Spatial localization data:
%%

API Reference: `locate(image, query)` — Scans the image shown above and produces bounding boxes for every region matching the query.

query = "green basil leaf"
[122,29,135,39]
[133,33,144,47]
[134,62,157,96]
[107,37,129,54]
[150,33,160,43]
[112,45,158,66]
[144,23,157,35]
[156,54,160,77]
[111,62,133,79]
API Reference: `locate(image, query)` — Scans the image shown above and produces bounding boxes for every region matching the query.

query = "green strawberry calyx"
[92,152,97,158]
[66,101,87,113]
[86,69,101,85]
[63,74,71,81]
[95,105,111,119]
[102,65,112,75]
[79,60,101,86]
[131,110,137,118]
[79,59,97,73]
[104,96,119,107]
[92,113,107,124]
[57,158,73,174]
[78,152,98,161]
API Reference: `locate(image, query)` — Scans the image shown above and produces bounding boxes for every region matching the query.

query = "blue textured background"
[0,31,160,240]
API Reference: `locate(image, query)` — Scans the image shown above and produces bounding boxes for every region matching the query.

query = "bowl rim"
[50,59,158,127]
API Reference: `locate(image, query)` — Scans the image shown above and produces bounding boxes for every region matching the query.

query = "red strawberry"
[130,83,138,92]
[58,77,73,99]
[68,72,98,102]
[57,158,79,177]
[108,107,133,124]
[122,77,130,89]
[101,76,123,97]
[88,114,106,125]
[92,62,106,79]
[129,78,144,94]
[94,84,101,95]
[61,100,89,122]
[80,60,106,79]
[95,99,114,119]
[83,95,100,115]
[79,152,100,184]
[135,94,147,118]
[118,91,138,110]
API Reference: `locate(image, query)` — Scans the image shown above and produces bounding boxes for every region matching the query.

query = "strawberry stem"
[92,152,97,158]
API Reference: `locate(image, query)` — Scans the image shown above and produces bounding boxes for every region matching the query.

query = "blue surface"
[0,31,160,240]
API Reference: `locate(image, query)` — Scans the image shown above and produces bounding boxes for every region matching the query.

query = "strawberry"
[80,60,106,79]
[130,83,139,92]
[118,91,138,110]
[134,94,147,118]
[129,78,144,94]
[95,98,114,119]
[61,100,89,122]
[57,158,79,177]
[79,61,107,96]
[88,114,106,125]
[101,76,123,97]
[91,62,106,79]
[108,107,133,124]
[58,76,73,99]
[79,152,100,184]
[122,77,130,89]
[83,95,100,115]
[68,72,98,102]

%%

• TASK DIRECTIONS: The entries are to be retyped in full, with no alteration.

• RESPONSE TO THE EXERCISE:
API Reference: `locate(image, query)` — Scans the image shown above and produces bounding boxes for every region matching the query.

query = "green basil leaf"
[122,29,135,39]
[133,33,144,47]
[134,62,157,96]
[107,37,129,54]
[150,33,160,43]
[112,45,158,66]
[144,23,157,35]
[156,54,160,77]
[111,62,133,79]
API Reference: `locate(image, query)` — Scans the image shown above and produces bounding boxes for every region matching the query.

query = "green strawberry calyx"
[92,152,97,158]
[66,101,87,113]
[86,69,101,85]
[63,74,71,81]
[95,105,111,119]
[102,65,112,75]
[79,60,101,86]
[131,110,137,118]
[79,59,97,73]
[104,96,119,107]
[92,113,107,124]
[57,158,73,174]
[78,152,98,161]
API Reference: `locate(image, query)` — Scans the image shown above and produces bounding boxes for every region matching the query.

query = "blue textured background"
[0,31,160,240]
API Reference: `locate(image, query)` — Scans the image shown above and produces bounding boxes for every region matching the query.

query = "bowl rim"
[50,59,158,127]
API Reference: `locate(image, query)` — Scans the image shown above and produces bounding boxes for every region matching the query.

query = "red strawberry"
[130,83,138,92]
[58,77,73,99]
[68,72,98,102]
[57,158,79,177]
[108,107,133,124]
[122,77,130,89]
[101,76,123,97]
[88,114,106,125]
[92,62,106,79]
[129,78,144,94]
[94,84,101,95]
[61,100,89,122]
[80,60,106,79]
[95,99,114,119]
[83,95,100,115]
[79,152,100,184]
[135,94,147,118]
[118,91,138,110]
API Reference: `locate(image, query)` — Scans the image shown above and produces bounding boxes for every region matching the query.

query = "strawberry stem"
[92,152,97,158]
API Reference: `locate(image, query)` — Scans the image shown above and produces bounding boxes for every region matching the query.

query = "blue surface"
[0,31,160,240]
API Reference: `locate(image, query)` — Scans the image shown above and produces bounding boxes for every region matching the query.

query = "strawberry"
[80,60,106,79]
[130,83,139,92]
[118,91,138,110]
[134,94,147,118]
[129,78,144,94]
[95,98,114,119]
[61,100,89,122]
[57,158,79,177]
[79,61,107,96]
[88,114,106,125]
[101,76,123,97]
[91,62,106,79]
[108,107,133,124]
[58,76,73,99]
[79,152,100,184]
[122,77,130,89]
[83,95,100,115]
[68,72,98,102]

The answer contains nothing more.